__Goal__.
Arrange every line of the records below as a JSON list of strings, one string per line, skipping blank lines. Leave the pictures out.

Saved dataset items
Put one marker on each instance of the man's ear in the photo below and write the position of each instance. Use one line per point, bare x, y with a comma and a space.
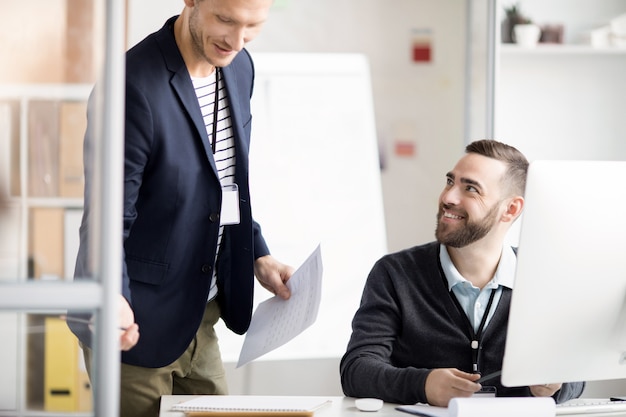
514, 208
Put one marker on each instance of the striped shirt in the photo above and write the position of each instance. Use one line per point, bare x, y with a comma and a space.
224, 154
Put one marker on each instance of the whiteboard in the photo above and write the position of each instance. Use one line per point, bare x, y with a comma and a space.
315, 179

__Written response__.
[
  "Put one marker on each instance of the man's ear in the photo below and write the position of each instance. Use one line per point, bare x, y with a comma and a space.",
  "514, 208",
  "Put one marker on each instance of the striped shirt in the photo above and write the position of each instance. Use one line per point, bare x, y with a comma and a space.",
  "224, 154",
  "Put one marker on each instance of the whiteboard in the photo above and write the position of each instance. Use one line per point, bare x, y with a comma and a space.",
  "315, 179"
]